The large Remington Arms sale to the Khedive in 1870 shocked Europeans and included manufacturing machinery for the Egyptian arsenal. The arrival of American military experts in the early 1870s further raised European eyebrows. If Egypt could extricate itself from Turkish suzerainty, Turkey being subject to European pressures itself, then an independent Egypt might give rise to some uncomfortable strategic consequences on the African continent and in the Indian Ocean.

The Khedive's downfall was finance. The sale of the Suez Canal shares in 1875 indicated to the American consul general that a British protectorate was in the offing. His assessment was correct. Egyptian finances came under direct British and French control. To "disarm" Egypt, army and navy budgets were slashed and most American advisors left in 1878, Stone remaining. The US consul general's assessment as related in his despatches of 1879 was, "it is, today, as if the whole country was owned by a company of Paris and London bankers, and the people were either slaves or serfs, attached to the soil." In 1879, European powers pressured Turkey to replace Ismail with his pliable son Tewfik, etc.

When the British "occupied" Egypt in 1882, General Stone tendered his resignation. South of the Sahara, the scramble for Africa gathered momentum, Gordon's colorful demise as part of that landscape. The United States avoided entanglement in the "Eastern Question" and the "Scramble" focusing instead on the Pacific Basin.

Clifford Kiracofe

Per Raleigh Edward Colston of VMI and Egypt plus other Americans in Egypt see the website:
http://egypt.atomicmartinis.com/colston.htm

For Colston's articles (Century Magazine March 1885 and Century Magazine Sept 1884) on Sudan matters and Gordon see them at (long URLs):

http://cdl.library.cornell.edu/cgi-bin/moa/moa-cgi?notisid=ABP2287-0029-153

http://cdl.library.cornell.edu/cgi-bin/moa/pageviewer?frames=1&coll=moa&view=50&root=%2Fmoa%2Fcent%2Fcent0028%2F&tif=00798.TIF&cite=http%3A%2F%2Fcdl.library.cornell.edu%2Fcgi-bin%2Fmoa%2Fmoa-cgi%3Fnotisid%3DABP2287-0028-208

The articles are quite detailed reflecting his profound knowledge of the region.


Montag

walrus,
There's a quite excellent book by Janusz Piekalkiewicz, "The Cavalry of World War II," which gives their last gasps in each country. Here's what he says about the British Army:

"Great Britain
By the outbreak of war, only the 5th Cavalry Brigade--composed of three regiments, the Cheshire Yeomanry, the North Somerset Yeomanry and the Yorkshire Dragoons--had been spared the process of mechanization into armoured units. The Cheshire regiment, or the Earl of Chester's Yeomanry, was posted to the Near East under Lieutenant-Colonel D. E. Williams, M.B.E., T. D., to take part in the Syrian campaign of June 1941. It was the last action seen by a mounted unit of the British Army. The Yeomanry cavalrymen were armed with sabres and rifles; each squadron had a Hotchkiss machine-gun section, and in the headquarters squadron there was a Vickers machine-gun section. The horses were mainly hunters. The Yeomanry Regiment acquitted itself well, and Churchill noted that 'this successful campaign in Syria' notably improved the strategic position in the Near East. Shortly afterwards the regiment was dismounted and became a dispatch unit for the Royal Signals. Lieutenant-Colonel Williams observed: 'There was no actual farewell mounted parade; but the whole regiment had a cross-country race of four miles, which finished with swimming the River Jordan. It was very much enjoyed by all.'"

The last mounted British Imperial troops were the Burmese Frontier Force, with each column of 100 Burmese being commanded by 2-3 British officers seconded from the Indian cavalry. On March 18, 1942 the the 2nd Frontier Forces column under Captain Arthur Sandeman mistook Japanese soldiers for Chinese and rode too close before discovering their mistake:

"The machine-gunners opened fire from two sides at once; the patrol had fallen into an ambush. Captain Sandeman instantly drew his sabre, ordered the bugler to give the signal for attack, and galloped towards the enemy. This was to be the last cavalry charge in the history of the British cavalry. With the battle cry 'Sat Sri Akal!' his riders followed. But neither the captain nor any of his men reached the Japanese positions. Captain Sandeman died in a hail of bullets, sabre in hand."

Extracted data entries
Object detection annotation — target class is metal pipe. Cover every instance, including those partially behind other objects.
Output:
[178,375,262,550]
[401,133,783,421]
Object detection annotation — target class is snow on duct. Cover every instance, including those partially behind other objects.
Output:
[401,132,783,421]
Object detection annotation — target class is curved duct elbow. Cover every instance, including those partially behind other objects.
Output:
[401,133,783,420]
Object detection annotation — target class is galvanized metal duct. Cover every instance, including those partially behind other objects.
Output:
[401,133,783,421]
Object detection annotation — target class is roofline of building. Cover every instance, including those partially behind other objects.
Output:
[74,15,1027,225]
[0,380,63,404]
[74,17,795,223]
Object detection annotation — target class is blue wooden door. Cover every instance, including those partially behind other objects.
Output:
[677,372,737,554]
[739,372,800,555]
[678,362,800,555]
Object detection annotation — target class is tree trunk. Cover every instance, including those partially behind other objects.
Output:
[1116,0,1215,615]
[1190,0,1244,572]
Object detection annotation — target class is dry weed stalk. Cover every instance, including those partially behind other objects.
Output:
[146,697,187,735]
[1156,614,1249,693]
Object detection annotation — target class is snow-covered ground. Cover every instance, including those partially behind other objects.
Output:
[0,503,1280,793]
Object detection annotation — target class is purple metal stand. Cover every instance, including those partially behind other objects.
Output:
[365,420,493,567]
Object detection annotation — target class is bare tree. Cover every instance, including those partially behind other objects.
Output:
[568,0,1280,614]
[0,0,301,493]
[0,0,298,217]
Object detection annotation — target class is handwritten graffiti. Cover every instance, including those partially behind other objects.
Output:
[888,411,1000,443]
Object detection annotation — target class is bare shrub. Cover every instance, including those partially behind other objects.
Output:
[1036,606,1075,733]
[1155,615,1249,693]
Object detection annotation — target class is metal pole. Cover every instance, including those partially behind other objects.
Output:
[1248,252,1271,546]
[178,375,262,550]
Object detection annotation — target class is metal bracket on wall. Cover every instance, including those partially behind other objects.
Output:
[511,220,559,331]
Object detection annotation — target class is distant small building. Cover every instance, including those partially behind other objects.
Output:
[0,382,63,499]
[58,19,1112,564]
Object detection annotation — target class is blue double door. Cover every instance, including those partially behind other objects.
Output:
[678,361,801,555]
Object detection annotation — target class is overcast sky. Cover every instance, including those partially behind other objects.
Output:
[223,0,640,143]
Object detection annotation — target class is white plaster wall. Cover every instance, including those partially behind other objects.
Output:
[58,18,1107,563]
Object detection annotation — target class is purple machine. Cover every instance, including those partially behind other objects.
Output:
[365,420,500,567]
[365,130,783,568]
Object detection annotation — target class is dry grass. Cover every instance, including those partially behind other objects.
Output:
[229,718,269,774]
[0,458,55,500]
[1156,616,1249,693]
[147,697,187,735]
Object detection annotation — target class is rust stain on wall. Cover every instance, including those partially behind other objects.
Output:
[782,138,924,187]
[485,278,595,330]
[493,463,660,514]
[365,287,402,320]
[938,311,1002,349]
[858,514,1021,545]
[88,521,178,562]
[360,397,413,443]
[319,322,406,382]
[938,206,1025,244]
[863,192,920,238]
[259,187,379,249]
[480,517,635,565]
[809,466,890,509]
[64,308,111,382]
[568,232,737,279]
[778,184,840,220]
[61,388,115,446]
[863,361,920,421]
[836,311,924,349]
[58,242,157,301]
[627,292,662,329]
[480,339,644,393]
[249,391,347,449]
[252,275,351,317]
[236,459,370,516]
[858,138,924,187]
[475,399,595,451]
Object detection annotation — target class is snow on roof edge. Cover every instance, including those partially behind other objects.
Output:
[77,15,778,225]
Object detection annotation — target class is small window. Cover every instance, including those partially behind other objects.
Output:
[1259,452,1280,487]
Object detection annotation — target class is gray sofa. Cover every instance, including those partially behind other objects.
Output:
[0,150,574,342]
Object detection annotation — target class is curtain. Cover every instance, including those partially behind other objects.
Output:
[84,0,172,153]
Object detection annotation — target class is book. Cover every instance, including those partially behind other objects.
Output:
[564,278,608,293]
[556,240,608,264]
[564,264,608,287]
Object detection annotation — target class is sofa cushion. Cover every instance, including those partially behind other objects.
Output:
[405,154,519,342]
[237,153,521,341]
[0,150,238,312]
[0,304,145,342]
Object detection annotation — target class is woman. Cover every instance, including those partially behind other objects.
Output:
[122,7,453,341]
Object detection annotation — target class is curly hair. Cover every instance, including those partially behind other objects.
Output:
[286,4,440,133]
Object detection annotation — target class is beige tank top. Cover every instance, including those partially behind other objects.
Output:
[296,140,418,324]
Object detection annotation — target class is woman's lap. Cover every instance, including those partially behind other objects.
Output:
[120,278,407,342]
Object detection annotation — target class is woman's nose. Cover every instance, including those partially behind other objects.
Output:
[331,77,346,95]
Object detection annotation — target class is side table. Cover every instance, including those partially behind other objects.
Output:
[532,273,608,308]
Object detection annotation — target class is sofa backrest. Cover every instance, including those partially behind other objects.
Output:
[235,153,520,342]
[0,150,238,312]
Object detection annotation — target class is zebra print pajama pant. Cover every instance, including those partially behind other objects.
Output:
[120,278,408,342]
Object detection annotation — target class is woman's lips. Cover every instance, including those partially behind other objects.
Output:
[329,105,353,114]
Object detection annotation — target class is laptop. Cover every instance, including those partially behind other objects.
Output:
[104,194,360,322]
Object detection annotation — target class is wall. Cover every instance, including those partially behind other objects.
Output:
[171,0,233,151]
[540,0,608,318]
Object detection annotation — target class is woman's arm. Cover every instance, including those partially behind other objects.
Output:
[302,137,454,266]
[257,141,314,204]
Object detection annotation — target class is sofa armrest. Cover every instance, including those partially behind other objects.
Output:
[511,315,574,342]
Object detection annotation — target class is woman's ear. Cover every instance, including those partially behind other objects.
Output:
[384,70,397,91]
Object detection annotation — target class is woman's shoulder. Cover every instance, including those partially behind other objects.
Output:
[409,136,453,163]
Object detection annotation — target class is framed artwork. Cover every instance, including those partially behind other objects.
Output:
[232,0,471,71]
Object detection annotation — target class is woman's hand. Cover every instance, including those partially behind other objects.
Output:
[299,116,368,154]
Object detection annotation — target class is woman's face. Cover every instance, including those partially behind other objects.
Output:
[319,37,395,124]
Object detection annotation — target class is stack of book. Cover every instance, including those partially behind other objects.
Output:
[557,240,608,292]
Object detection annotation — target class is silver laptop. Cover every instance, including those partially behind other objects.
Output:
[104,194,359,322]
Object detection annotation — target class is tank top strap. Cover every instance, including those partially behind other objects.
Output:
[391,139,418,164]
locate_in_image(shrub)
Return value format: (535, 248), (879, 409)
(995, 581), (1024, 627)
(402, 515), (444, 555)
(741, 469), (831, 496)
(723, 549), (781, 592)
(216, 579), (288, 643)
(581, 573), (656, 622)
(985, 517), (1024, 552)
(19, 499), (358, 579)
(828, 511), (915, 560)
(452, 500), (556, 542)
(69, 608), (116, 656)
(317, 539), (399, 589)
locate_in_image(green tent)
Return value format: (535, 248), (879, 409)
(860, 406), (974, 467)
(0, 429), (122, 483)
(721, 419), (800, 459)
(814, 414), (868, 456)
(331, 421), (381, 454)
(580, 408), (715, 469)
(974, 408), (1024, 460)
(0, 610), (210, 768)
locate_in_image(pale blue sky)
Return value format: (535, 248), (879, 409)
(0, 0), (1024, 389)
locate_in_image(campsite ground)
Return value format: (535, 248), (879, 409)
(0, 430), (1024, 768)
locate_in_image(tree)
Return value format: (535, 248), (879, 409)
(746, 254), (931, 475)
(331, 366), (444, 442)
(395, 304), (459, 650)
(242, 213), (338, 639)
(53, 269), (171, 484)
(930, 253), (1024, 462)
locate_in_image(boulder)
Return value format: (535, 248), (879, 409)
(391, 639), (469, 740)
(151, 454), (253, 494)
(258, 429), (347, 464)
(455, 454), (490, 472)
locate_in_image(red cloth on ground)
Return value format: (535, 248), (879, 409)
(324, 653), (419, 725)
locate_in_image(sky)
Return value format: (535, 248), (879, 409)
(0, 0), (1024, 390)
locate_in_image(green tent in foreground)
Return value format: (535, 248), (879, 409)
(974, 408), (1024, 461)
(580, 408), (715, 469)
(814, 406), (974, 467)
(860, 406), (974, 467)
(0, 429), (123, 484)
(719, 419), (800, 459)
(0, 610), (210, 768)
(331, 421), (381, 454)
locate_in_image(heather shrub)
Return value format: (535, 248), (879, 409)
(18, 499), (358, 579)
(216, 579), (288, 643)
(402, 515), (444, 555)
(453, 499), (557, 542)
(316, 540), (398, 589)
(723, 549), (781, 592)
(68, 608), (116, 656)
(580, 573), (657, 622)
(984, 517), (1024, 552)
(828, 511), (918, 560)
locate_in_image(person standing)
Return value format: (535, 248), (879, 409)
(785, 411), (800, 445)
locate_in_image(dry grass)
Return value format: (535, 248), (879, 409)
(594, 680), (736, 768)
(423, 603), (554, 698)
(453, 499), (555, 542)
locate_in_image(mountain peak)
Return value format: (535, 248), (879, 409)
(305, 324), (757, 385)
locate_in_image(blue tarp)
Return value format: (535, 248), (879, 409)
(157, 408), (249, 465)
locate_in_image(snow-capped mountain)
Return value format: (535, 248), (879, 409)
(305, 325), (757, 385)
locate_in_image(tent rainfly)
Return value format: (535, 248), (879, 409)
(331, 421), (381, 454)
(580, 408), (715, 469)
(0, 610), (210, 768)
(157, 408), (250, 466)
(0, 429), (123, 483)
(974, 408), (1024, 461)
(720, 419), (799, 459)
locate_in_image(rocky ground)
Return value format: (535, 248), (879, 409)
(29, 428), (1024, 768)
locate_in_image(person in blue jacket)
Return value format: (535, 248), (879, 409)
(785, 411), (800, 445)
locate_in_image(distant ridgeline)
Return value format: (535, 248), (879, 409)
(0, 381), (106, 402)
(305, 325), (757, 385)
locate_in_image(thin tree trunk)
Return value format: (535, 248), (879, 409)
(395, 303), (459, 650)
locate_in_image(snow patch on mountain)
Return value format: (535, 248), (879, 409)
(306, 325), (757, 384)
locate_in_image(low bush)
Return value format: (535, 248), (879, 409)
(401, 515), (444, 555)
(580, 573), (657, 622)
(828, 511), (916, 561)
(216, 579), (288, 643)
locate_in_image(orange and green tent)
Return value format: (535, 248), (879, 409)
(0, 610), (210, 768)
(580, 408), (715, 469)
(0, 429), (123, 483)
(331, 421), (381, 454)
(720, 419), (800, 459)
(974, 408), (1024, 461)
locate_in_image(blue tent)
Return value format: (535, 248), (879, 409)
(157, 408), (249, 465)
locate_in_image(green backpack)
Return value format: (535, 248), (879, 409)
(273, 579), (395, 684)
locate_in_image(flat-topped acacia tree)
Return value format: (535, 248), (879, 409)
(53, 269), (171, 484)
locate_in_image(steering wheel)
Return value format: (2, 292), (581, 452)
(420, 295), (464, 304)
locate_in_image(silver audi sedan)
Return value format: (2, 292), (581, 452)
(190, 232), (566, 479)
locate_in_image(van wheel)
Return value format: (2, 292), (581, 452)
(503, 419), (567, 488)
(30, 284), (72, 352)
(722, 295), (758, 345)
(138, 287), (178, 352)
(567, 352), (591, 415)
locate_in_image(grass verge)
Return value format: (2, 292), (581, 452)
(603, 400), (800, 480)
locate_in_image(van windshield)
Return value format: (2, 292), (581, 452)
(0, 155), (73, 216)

Exercise description: In the text on Egypt and the British cavalry, render the sentence "Egyptian finances came under direct British and French control." in French. None of the material is required.

Written answer: Les finances égyptiennes passèrent sous le contrôle direct des Britanniques et des Français.